Exercise brief. Repeat each record below exactly as given.

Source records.

=====

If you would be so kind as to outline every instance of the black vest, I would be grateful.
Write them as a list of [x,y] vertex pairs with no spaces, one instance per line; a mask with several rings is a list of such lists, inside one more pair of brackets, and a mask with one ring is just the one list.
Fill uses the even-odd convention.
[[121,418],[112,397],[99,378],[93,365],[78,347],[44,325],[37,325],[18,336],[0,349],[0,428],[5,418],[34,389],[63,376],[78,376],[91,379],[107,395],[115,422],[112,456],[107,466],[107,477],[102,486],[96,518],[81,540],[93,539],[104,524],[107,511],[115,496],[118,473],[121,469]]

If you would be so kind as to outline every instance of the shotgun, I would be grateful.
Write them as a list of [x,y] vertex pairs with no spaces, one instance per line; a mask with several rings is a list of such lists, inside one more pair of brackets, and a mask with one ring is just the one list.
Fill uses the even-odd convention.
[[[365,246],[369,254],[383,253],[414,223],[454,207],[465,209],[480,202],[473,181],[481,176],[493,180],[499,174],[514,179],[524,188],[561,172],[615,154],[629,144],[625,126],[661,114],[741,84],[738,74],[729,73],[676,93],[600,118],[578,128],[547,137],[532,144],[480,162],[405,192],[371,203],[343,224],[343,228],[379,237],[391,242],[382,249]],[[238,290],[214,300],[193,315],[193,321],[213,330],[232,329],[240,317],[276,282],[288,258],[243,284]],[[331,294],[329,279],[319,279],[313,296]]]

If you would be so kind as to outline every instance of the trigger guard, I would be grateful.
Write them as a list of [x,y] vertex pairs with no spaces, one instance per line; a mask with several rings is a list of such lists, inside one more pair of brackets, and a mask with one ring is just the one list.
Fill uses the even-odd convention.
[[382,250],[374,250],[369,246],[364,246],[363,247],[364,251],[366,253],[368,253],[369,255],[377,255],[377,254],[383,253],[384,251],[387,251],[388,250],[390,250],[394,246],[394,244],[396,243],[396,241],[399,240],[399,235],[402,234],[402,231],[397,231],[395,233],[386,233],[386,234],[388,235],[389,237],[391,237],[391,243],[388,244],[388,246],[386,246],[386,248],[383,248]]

=====

Full response.
If you would be so kind as to outline every instance of the black vest, I would be grateful.
Write them as a list of [x,y] vertex pairs with no spaces, one instance per line; a mask with several rings is a list of such lists, inside one more pair of brackets, and a mask with one ring is just the one list.
Fill uses the even-odd convention.
[[121,418],[112,397],[99,378],[93,365],[78,347],[44,325],[37,325],[18,336],[0,349],[0,428],[5,418],[34,389],[63,376],[78,376],[91,379],[107,395],[115,422],[112,456],[107,466],[107,477],[102,486],[96,518],[81,540],[93,539],[104,524],[107,511],[115,496],[118,473],[121,469]]

If you would be so kind as to outline every instance of the shotgun, I would be grateful.
Write them as a list of [x,y] vertex pairs with no spaces, one instance per line; a mask with several rings is a list of such lists, inside one more pair of brackets, and a mask with one ring is just the one list.
Fill uses the even-odd convention.
[[[365,246],[369,254],[383,253],[414,223],[454,207],[465,209],[480,202],[473,181],[481,176],[493,180],[499,174],[514,179],[524,188],[561,172],[615,154],[629,144],[625,126],[661,114],[741,84],[738,74],[729,73],[676,93],[600,118],[578,128],[547,137],[532,144],[480,162],[405,192],[371,203],[343,224],[343,228],[379,237],[391,242],[382,249]],[[238,290],[214,300],[193,315],[193,321],[213,330],[232,329],[240,317],[276,282],[288,258],[243,284]],[[331,294],[329,279],[319,279],[313,296]]]

If you would be so kind as to outline every instance of the trigger guard, I would be grateful.
Write them as a list of [x,y] vertex pairs with no spaces, one instance per line; a mask with several rings is a list of such lists, inside one more pair of brackets, and a mask with one ring is just the one list.
Fill uses the even-odd convention.
[[382,250],[374,250],[369,246],[364,246],[363,247],[364,251],[366,253],[368,253],[369,255],[377,255],[377,254],[383,253],[384,251],[387,251],[388,250],[390,250],[394,246],[394,244],[396,243],[396,241],[399,240],[399,235],[402,234],[402,231],[397,231],[395,233],[386,233],[386,234],[388,235],[389,237],[391,237],[391,243],[388,244],[388,246],[386,246],[386,248],[383,248]]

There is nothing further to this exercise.